§ Instructions for the task:
Render every line of the records below as a JSON list of strings, with one string per line and blank lines omitted.

.....

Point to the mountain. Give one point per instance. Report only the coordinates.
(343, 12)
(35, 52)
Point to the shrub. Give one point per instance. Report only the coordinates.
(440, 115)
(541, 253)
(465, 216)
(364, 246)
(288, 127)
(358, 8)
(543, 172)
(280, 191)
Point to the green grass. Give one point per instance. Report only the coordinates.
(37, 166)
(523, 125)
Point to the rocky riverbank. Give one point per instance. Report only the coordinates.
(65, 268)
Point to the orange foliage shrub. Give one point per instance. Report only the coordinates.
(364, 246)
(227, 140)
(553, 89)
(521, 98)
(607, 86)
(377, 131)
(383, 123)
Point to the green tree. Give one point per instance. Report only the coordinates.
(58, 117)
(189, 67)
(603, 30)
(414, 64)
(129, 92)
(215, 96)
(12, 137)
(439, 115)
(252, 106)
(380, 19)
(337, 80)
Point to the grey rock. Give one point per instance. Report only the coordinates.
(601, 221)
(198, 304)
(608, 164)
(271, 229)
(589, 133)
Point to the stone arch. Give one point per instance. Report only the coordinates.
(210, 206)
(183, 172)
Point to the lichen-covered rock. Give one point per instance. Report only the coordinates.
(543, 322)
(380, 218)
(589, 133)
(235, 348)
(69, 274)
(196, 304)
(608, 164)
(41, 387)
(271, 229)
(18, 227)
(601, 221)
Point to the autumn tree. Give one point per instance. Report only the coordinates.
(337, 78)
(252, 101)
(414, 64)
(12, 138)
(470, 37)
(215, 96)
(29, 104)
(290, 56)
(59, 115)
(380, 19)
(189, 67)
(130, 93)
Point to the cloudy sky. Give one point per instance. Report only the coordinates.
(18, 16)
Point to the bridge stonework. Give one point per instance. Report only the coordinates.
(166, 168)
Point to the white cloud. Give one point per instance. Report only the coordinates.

.....

§ Full output:
[
  "Point to the mountain. Give one point per instance. Report only the coordinates.",
  "(343, 12)",
  "(35, 52)",
  "Point to the shrub. Give one point per instance. Report only the coordinates.",
  "(440, 115)",
  "(541, 253)",
  "(465, 216)",
  "(364, 246)",
  "(288, 127)",
  "(358, 8)",
  "(543, 172)",
  "(280, 191)",
  "Point to the green grass. Give one point per instance. Report only the coordinates.",
  "(37, 166)",
  "(523, 125)",
  "Point to the rocky riverbank. Give one point per instance. Report only the coordinates.",
  "(65, 268)",
  "Point to the orange foliage shrub. Give one point per instance. Report only the coordinates.",
  "(364, 246)",
  "(227, 140)",
  "(553, 89)",
  "(521, 98)",
  "(607, 86)",
  "(377, 131)",
  "(383, 123)",
  "Point to the green tree. Give one point per instance. Report only the coordinates.",
  "(58, 117)",
  "(189, 67)",
  "(603, 30)",
  "(414, 64)",
  "(129, 92)",
  "(215, 96)",
  "(12, 137)",
  "(439, 115)",
  "(252, 106)",
  "(380, 19)",
  "(337, 80)",
  "Point to the grey rock. Give one point per instance. Report only the coordinates.",
  "(601, 221)",
  "(198, 304)",
  "(608, 164)",
  "(271, 229)",
  "(589, 133)",
  "Point to the stone arch. Give one point per instance. Report only the coordinates.",
  "(210, 206)",
  "(183, 172)",
  "Point to the lichen-covered rock. Give one point per instance. Report only the coordinates.",
  "(543, 322)",
  "(380, 218)",
  "(589, 133)",
  "(235, 348)",
  "(69, 274)",
  "(196, 304)",
  "(608, 164)",
  "(41, 387)",
  "(271, 229)",
  "(18, 227)",
  "(601, 221)",
  "Point to the autumn tree. Give one point per instance. Report only the coordinates.",
  "(337, 78)",
  "(252, 101)",
  "(414, 64)",
  "(12, 138)",
  "(470, 37)",
  "(215, 96)",
  "(29, 104)",
  "(290, 56)",
  "(59, 115)",
  "(380, 19)",
  "(189, 67)",
  "(130, 93)",
  "Point to the cloudy sky. Give one point per instance. Report only the coordinates.",
  "(18, 16)",
  "Point to the bridge stonework. Give one point per instance. Report only the coordinates.",
  "(166, 168)",
  "Point to the white cloud. Give one point per instance. Report only the coordinates."
]